[Coordinate annotation data]
►
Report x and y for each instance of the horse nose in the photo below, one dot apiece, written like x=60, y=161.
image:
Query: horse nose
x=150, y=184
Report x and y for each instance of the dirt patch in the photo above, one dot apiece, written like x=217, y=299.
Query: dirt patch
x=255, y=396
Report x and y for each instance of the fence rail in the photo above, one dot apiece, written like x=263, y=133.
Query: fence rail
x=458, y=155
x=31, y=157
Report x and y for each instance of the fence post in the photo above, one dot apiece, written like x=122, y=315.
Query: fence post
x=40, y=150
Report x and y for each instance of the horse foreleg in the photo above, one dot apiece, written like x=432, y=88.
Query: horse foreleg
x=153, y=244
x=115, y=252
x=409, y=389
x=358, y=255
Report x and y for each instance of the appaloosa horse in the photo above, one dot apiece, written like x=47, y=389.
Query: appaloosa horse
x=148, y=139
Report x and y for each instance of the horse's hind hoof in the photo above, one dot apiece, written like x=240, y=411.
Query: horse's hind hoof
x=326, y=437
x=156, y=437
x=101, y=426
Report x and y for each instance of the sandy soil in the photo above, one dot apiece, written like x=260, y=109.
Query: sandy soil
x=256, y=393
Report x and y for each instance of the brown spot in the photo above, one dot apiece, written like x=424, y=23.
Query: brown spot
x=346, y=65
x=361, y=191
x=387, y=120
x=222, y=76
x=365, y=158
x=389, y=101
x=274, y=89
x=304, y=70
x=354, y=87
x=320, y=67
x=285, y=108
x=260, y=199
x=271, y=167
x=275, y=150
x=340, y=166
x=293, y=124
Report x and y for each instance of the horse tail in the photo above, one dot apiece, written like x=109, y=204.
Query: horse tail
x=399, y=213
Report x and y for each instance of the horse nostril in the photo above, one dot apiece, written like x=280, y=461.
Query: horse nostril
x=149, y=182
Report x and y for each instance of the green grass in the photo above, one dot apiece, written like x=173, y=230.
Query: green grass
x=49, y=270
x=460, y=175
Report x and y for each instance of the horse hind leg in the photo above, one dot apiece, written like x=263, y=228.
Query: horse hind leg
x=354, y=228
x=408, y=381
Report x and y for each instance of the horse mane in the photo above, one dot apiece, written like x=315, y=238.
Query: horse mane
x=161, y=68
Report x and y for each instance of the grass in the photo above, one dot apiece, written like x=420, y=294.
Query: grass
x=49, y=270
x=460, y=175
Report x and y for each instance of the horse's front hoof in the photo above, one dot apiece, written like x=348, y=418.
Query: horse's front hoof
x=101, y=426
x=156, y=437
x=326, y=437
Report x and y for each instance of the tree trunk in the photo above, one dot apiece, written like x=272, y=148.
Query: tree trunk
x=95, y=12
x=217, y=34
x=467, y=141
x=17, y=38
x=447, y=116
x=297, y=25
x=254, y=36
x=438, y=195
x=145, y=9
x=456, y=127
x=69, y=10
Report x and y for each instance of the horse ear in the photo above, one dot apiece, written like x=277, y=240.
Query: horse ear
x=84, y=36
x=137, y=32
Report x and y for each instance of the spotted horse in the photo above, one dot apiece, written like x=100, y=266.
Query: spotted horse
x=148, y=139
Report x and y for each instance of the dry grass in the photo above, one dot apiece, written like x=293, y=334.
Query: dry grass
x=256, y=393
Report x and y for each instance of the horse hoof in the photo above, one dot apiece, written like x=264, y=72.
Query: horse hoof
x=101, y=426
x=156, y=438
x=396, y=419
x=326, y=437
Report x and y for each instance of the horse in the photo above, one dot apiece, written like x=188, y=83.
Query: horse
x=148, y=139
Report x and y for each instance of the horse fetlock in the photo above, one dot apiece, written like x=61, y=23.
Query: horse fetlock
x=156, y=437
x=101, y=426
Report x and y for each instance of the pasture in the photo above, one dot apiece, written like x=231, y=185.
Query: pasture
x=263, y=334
◄
**DIRECTIONS FOR THIS TASK:**
Rewrite every line from the start of the data down to the line containing "x=358, y=255", offsetting each coordinate value in the answers by adding 21 and copying all other lines unchanged.

**TASK RESULT:**
Report x and y for each instance of the horse nose in the photo below, one dot apiece, written like x=60, y=161.
image:
Query: horse nose
x=171, y=205
Report x and y for each instance of the dirt patch in the photo above, one dot apiece, written like x=217, y=299.
Query: dirt patch
x=276, y=417
Report x and y for each instance of the fence rail in the photo above, one dot apiece, written like x=263, y=133.
Query: fence rail
x=479, y=176
x=52, y=178
Report x and y for each instance of the fence post in the photo above, one dot apiece, written like x=122, y=315.
Query: fence post
x=61, y=171
Report x and y for each instance of the horse foreleg in the photo above, one dot apiece, written like x=432, y=88.
Query: horse foreleg
x=174, y=265
x=136, y=273
x=430, y=410
x=379, y=276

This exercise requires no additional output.